start STORED RECORDS
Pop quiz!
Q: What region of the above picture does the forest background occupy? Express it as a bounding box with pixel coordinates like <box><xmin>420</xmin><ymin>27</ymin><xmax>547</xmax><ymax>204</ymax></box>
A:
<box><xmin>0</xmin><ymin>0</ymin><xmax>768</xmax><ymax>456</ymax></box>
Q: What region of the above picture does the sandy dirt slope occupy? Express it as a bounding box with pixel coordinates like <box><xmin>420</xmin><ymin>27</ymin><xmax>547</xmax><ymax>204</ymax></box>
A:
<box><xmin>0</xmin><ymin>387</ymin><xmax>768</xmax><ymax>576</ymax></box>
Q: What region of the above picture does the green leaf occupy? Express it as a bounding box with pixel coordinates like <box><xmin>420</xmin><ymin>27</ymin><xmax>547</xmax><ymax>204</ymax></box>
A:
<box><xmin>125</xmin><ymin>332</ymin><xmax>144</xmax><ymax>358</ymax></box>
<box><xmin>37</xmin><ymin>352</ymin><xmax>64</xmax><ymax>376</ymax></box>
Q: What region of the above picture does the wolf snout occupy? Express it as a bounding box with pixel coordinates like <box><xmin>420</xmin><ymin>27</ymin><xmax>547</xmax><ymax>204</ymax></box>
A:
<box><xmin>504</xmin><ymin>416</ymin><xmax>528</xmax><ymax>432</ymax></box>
end STORED RECORDS
**EXERCISE AIM:**
Can you give every line of the entries above as a JSON list of strings, with one string per line and any blank lines left out?

**FINISHED ANSWER:**
[
  "Pop quiz!",
  "Q: What region of the above picture does the forest background occupy? Express it as a bounding box with pixel coordinates like <box><xmin>420</xmin><ymin>27</ymin><xmax>547</xmax><ymax>204</ymax></box>",
  "A:",
  "<box><xmin>0</xmin><ymin>0</ymin><xmax>768</xmax><ymax>456</ymax></box>",
  "Q: What region of the above picture does the sandy dirt slope occupy? Express it as a bounding box with pixel coordinates like <box><xmin>420</xmin><ymin>27</ymin><xmax>547</xmax><ymax>204</ymax></box>",
  "A:",
  "<box><xmin>0</xmin><ymin>387</ymin><xmax>768</xmax><ymax>576</ymax></box>",
  "Q: What region of the above picture does the green leaf occupy? Express it as a bounding box with pixel coordinates like <box><xmin>420</xmin><ymin>27</ymin><xmax>547</xmax><ymax>204</ymax></box>",
  "A:",
  "<box><xmin>125</xmin><ymin>332</ymin><xmax>144</xmax><ymax>358</ymax></box>",
  "<box><xmin>37</xmin><ymin>352</ymin><xmax>64</xmax><ymax>376</ymax></box>",
  "Q: What region of the above picture does the wolf snout occupy? Express it as a bounding box with pixel coordinates like <box><xmin>420</xmin><ymin>27</ymin><xmax>547</xmax><ymax>204</ymax></box>",
  "A:",
  "<box><xmin>504</xmin><ymin>416</ymin><xmax>528</xmax><ymax>432</ymax></box>"
]